SHORT TASK — Print the entire listing. Each line must match the original exactly.

DATASET EXTRACT —
_____
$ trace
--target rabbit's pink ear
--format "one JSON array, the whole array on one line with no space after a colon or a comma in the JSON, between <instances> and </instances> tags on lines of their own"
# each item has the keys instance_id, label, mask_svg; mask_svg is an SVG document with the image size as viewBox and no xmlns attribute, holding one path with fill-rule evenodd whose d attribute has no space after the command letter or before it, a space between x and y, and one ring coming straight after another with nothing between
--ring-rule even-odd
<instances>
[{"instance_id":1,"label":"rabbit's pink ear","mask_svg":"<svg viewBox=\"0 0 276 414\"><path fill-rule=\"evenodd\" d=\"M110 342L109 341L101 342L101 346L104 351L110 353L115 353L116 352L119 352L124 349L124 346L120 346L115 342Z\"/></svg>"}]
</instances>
_____
FULL ANSWER —
$ trace
--target rabbit's pink ear
--format "one JSON array, the whole array on one line with no space after a colon or a comma in the JSON, between <instances> and </instances> tags on lines of their own"
# each item has the keys instance_id, label, mask_svg; mask_svg is an SVG document with the image size as viewBox and no xmlns attribute, holding one path with fill-rule evenodd whose d attribute has no space after the command letter or before it, a space between x and y, and one ring coming straight after another with nothing between
--ring-rule even-odd
<instances>
[{"instance_id":1,"label":"rabbit's pink ear","mask_svg":"<svg viewBox=\"0 0 276 414\"><path fill-rule=\"evenodd\" d=\"M110 342L109 341L101 342L101 346L104 351L110 353L115 353L116 352L119 352L124 349L124 346L120 346L115 342Z\"/></svg>"}]
</instances>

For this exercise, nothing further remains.